The answer must be the lines from the one that holds "Target: person carrying backpack" through the final line of the data, copied exactly, with no pictures.

Records shown:

######

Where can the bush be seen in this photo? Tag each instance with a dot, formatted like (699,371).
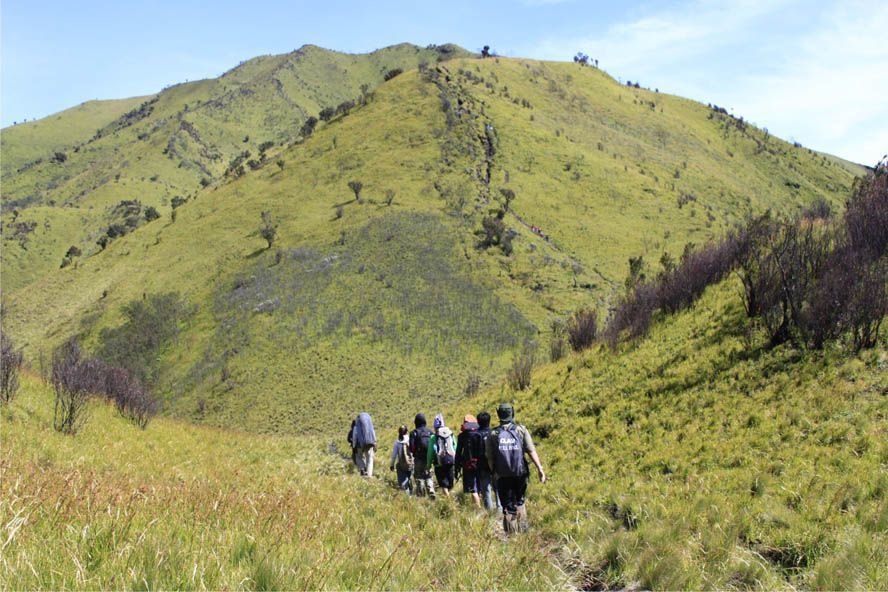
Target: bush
(10,365)
(268,230)
(356,187)
(582,330)
(150,324)
(69,380)
(308,127)
(520,373)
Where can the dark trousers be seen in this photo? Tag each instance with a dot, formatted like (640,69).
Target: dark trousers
(511,492)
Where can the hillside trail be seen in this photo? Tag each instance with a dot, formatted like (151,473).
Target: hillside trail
(576,575)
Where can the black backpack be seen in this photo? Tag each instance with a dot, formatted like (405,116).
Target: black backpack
(419,441)
(509,461)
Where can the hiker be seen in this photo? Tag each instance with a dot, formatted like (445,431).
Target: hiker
(471,460)
(362,438)
(402,461)
(505,450)
(419,447)
(442,453)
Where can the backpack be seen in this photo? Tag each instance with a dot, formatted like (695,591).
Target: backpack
(405,459)
(420,443)
(509,461)
(473,453)
(444,449)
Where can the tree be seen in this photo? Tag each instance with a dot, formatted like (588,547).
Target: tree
(508,197)
(268,230)
(356,187)
(10,363)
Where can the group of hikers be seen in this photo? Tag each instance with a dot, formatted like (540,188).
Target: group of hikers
(490,461)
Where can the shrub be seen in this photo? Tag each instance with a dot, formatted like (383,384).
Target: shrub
(521,372)
(268,229)
(150,324)
(308,127)
(10,364)
(582,330)
(69,380)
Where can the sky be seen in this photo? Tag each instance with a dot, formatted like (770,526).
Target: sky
(810,71)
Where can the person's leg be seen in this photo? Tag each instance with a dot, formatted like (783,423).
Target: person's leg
(370,454)
(359,461)
(485,489)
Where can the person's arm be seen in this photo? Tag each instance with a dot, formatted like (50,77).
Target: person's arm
(430,453)
(395,452)
(531,450)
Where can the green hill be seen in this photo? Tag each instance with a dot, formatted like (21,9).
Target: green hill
(387,302)
(696,457)
(81,166)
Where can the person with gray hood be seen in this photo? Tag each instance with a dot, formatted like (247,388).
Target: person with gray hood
(362,438)
(419,448)
(506,448)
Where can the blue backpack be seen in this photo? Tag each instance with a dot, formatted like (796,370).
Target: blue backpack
(509,460)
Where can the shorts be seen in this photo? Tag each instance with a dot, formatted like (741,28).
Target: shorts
(444,475)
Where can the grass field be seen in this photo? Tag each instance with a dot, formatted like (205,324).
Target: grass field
(693,458)
(600,172)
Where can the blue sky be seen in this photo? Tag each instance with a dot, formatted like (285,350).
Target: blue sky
(815,72)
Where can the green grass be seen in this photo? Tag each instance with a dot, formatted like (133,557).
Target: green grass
(186,133)
(699,458)
(289,372)
(179,506)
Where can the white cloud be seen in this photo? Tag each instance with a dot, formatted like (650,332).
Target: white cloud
(819,75)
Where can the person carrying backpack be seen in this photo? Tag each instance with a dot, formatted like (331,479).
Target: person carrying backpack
(442,454)
(402,461)
(362,438)
(419,447)
(472,460)
(505,449)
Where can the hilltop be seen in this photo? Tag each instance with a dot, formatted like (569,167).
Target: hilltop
(496,196)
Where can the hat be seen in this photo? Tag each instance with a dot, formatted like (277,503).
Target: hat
(505,412)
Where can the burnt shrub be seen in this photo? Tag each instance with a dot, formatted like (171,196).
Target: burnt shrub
(521,371)
(582,329)
(10,365)
(69,379)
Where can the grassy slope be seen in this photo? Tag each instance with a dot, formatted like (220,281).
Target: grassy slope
(191,132)
(698,458)
(305,354)
(179,506)
(27,142)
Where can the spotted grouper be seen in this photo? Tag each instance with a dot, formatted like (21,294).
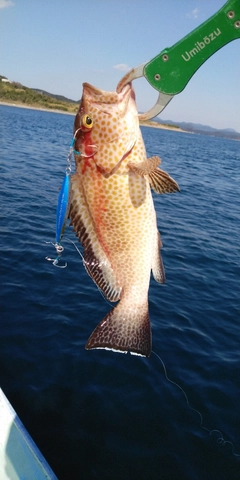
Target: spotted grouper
(113,215)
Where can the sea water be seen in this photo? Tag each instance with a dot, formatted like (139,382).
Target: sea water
(98,414)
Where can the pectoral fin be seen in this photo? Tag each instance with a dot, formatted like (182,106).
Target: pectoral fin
(159,180)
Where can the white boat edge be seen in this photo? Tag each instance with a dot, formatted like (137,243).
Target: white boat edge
(20,458)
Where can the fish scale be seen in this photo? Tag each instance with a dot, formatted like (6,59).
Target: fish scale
(113,215)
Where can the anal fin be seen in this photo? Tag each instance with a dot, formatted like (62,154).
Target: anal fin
(157,263)
(160,181)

######

Answer:
Target: person carrying backpack
(442,454)
(402,461)
(362,438)
(419,447)
(472,460)
(505,449)
Where can the hilltop be seen in this photo? Tag each instance with a dot, formatted like (569,167).
Target: hilltop
(496,196)
Where can the hat be seen in this photo? Tag each instance with a dot, formatted like (277,503).
Target: hat
(505,412)
Where can the burnt shrub be seen in this photo? Tag each instance with a dot, formatted like (171,196).
Target: burnt shrub
(521,371)
(582,329)
(10,365)
(69,379)
Where can the grassy slope be seen in this photo? Tag each instance with a dot, formatted like (220,281).
Target: grassy slope
(191,132)
(698,458)
(305,354)
(179,506)
(27,142)
Where can the spotted grouper be seen in this photo? Tag each instance with a dot, formatted like (21,294).
Target: spotted grouper
(113,215)
Where can the sea water be seen in this photo? Tag each instance with a dot, formatted like (139,382).
Target: sea water
(98,414)
Where can the pectoral fin be seen in this photo? Tag each instance with a dot, formatted like (182,106).
Target: pectoral fin
(159,180)
Where can the white boat edge be seen in this photo? Tag each instance with a dot, formatted like (137,243).
Target: white boat edge
(20,458)
Where can the fish scale be seen in this photo? Tag each instance with a dot, formatted like (6,59).
Target: fish scale
(113,215)
Where can the anal fin be seen in this photo? Tag each instance with a dot, formatted like (62,154).
Target: anal fin
(157,263)
(160,181)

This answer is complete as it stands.